Passage provided:
'''
Java CAS operation performs faster than C equivalent, why?

Java CAS operation performs faster than C equivalent, why? - java

Here I have Java and C code that tries to do an Atomic increment operation using CAS.
To increment an long variable from 0 to 500,000,000.
C : Time taken : 7300ms
Java : Time Taken : 2083ms
Can any one double check these results? Because I just can't believe them.
Thanks
Java code:
import java.util.concurrent.TimeUnit;
import java.util.concurrent.atomic.AtomicLong;
public class SmallerCASTest {
public static void main(String[] args){
final long MAX = 500l * 1000l * 1000l;
final AtomicLong counter = new AtomicLong(0);
long start = System.nanoTime();
while (true) {
if (counter.incrementAndGet() >= MAX) {
break;
}
}
long casTime = TimeUnit.NANOSECONDS.toMillis(System.nanoTime() - start);
System.out.println("Time Taken=" + casTime + "ms");
}
}
C code:
#include <stdio.h>
#include <stdlib.h>
#include <time.h>
#define NITER 500000000
int main (){
long val = 0;
clock_t starttime = clock ();
while (val < NITER){
while (1){
long current = val;
long next = current+1;
if ( __sync_bool_compare_and_swap (&val, current, next))
break;
}
}
clock_t castime = (clock()-starttime)/ (CLOCKS_PER_SEC / 1000);
printf ("Time taken : %d ",castime);
}
run.sh
#!/bin/bash
gcc -O3 test.c -o test.o
echo -e "\nC"
./test.o
javac SmallerCASTest.java
echo -e "\nJava"
java SmallerCASTest
Other details:
System : Linux XXXXXXXXX #1 SMP Thu Mar 22 08:00:08 UTC 2012 x86_64 x86_64 x86_64 GNU/Linux
gcc --version:
gcc (GCC) 4.4.6 20110731 (Red Hat 4.4.6-3)
'''
Data shown:
'''
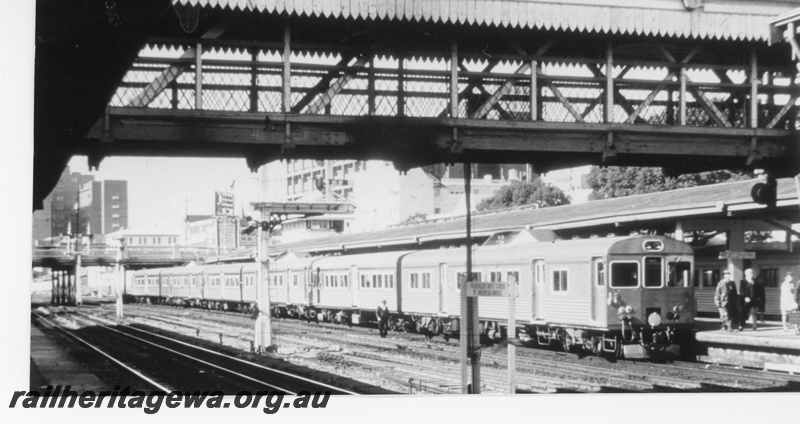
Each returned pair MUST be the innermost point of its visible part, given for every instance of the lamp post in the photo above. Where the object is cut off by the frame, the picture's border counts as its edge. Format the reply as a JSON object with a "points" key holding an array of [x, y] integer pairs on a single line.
{"points": [[263, 313]]}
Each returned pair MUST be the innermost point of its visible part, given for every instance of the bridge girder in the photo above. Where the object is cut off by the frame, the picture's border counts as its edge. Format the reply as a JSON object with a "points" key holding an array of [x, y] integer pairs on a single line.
{"points": [[514, 101]]}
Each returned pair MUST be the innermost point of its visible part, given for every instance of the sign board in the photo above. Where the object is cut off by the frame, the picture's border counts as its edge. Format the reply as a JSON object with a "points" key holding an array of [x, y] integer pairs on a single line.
{"points": [[737, 255], [223, 203], [487, 289], [202, 233]]}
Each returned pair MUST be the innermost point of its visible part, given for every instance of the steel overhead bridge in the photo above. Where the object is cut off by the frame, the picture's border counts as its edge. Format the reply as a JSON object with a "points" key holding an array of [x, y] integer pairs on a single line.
{"points": [[688, 85]]}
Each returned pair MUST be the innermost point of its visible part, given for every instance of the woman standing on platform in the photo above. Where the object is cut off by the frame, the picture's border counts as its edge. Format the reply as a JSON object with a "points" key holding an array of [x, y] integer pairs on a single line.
{"points": [[759, 298], [788, 304]]}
'''
Echo the entire thread comparing Java and C compare-and-swap timings, word for word and line for line. Rely solely on the thread for this work; the records play no part in it.

Written answer:
Java CAS operation performs faster than C equivalent, why?

Java CAS operation performs faster than C equivalent, why? - java

Here I have Java and C code that tries to do an Atomic increment operation using CAS.
To increment an long variable from 0 to 500,000,000.
C : Time taken : 7300ms
Java : Time Taken : 2083ms
Can any one double check these results? Because I just can't believe them.
Thanks
Java code:
import java.util.concurrent.TimeUnit;
import java.util.concurrent.atomic.AtomicLong;
public class SmallerCASTest {
public static void main(String[] args){
final long MAX = 500l * 1000l * 1000l;
final AtomicLong counter = new AtomicLong(0);
long start = System.nanoTime();
while (true) {
if (counter.incrementAndGet() >= MAX) {
break;
}
}
long casTime = TimeUnit.NANOSECONDS.toMillis(System.nanoTime() - start);
System.out.println("Time Taken=" + casTime + "ms");
}
}
C code:
#include <stdio.h>
#include <stdlib.h>
#include <time.h>
#define NITER 500000000
int main (){
long val = 0;
clock_t starttime = clock ();
while (val < NITER){
while (1){
long current = val;
long next = current+1;
if ( __sync_bool_compare_and_swap (&val, current, next))
break;
}
}
clock_t castime = (clock()-starttime)/ (CLOCKS_PER_SEC / 1000);
printf ("Time taken : %d ",castime);
}
run.sh
#!/bin/bash
gcc -O3 test.c -o test.o
echo -e "\nC"
./test.o
javac SmallerCASTest.java
echo -e "\nJava"
java SmallerCASTest
Other details:
System : Linux XXXXXXXXX #1 SMP Thu Mar 22 08:00:08 UTC 2012 x86_64 x86_64 x86_64 GNU/Linux
gcc --version:
gcc (GCC) 4.4.6 20110731 (Red Hat 4.4.6-3)